-- 抽出テキスト --

■ ■ ■ ■ ■ ■ ■

片側の乳がんの摘出手術をされた方に生じたたすき掛け状の歪み・前編

横浜市からお越しのO様は、数年前に乳がんを患い、右側の乳房を全摘出されていらっしゃいます。


手術のみで悪い部分をすべて取りきることが出来たため、抗がん剤や放射線治療などは受けずに、手術後に妊娠出産も問題なく経過され、現在まで元気にお過ごしです。

病気が判明してから手術後までに、O様がどれだけの身体と心の辛さを味わって来られたかは、私が安易に言葉にできようはずのない、経験した人にしか分からない過酷なものなのだろうと、本当に心が痛みますが、

様々な道のりと思いを経て、現在O様はとても明るく元気に過ごしておられます。

もっとも、どんなに明るく振る舞っておられても、このご病気については、完全に吹っ切れることは一生ないだろうともおっしゃっていました。

(今日の記事に限りませんが、お客様の施術例や施術上の気付き等の内容は、必ずお客様に掲載の許可を頂いてから掲載するようにしています。)

当院には、直接的なきっかけとしては、肩が上がらないお悩みでお越しになられましたが、全体的な体調の改善やメンテナンスを希望されています。

■ ■ ■ ■ ■ ■ ■

-- データ --
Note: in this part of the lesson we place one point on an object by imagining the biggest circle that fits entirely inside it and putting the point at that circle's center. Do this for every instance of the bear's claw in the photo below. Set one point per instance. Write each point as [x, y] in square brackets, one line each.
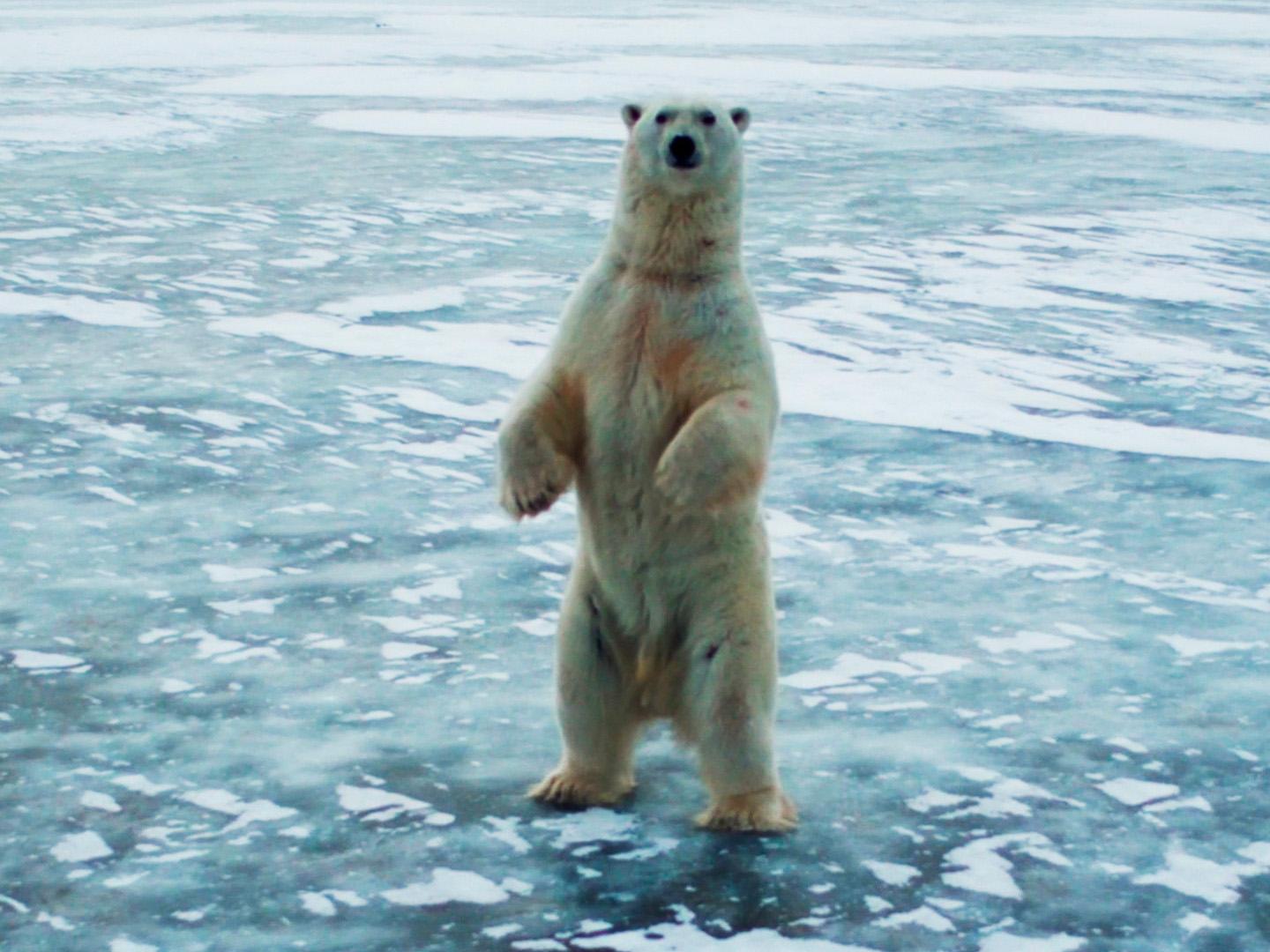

■ ■ ■ ■ ■ ■ ■

-- 課題 --
1. 乳がん手術後の施術例の文章について、次の問いに答えよ。
(a) O様はどこから来院したか。
(b) O様が全摘出したのは左右どちらの乳房か。
(c) O様が当院に来た直接的なきっかけは何か。
2. 乳がん手術後の施術例の文章から、乳がんの治療として名前が挙がっているものをすべて列挙せよ。
3. 乳がん手術後の施術例の文章を、最後の文の後から書き継げ。

-- 解答 --
1.
(a) 横浜市
(b) 右側
(c) 肩が上がらない悩み

2. 手術(右側乳房の全摘出)、抗がん剤、放射線治療

3.
というのも、片側の乳房を摘出されたことによる、身体のバランスの左右差はかなりのものがあるからです。

 

私もO様にお聞きして初めて知ったのですが、乳房は片側だけで平均500g、大きい方ですと1kg前後もの重さがあるのだそうです。

ですから、O様の現在の胸には、常に約500g(500mlのペットボトル1本分)もの重さの左右差が生じているのです。

当然、肩、腕、背中、首など、あらゆる箇所が、この重さの左右差の影響を受け、身体はその左右差をなんとかバランスを取ろうとしていることになります。

この乳房の重さの左右差のために、乳がんの手術後に身体に歪みが生じて、ふらついたり、起き上がれなくなったり、歩けなくなってしまう方もいらっしゃるのだそうです。

 

お医者さんのほうでは、とにかく命を救うことが一番の目的になっているため、乳房を失った後のQOL(生活の質)までは考慮してくださらないそうです。

確かに、一刻を争うガン患者さんが次々といらっしゃる医療の現場では、お医者さんにとってはガンを治すだけで精一杯なのかもしれません。

けれど、胸の片側に500gもの重さを失った身体で、「ハイ、もう異常ありませんよ」と放り出してしまうことには、違和感を感じずにはいられません。


そもそも、左右の乳房の片側だけにガンが生じたということは、ガンが発症する前から、身体に何らかの問題の左右差が生じていたはずなのです。

それが歪みなのか、血行不良なのか、身体の使い方なのか、何かは分かりません。

ただ、左右対称に使えていなかった、何らかの身体の使い方の問題にアプローチすることは、ガンの再発防止のために

「絶対役立ちます」と断言はもちろんできませんが、「無用だ」と一蹴はできないと思っています。(こんなことを書くと医師法違反になってしまうのかなあ・・)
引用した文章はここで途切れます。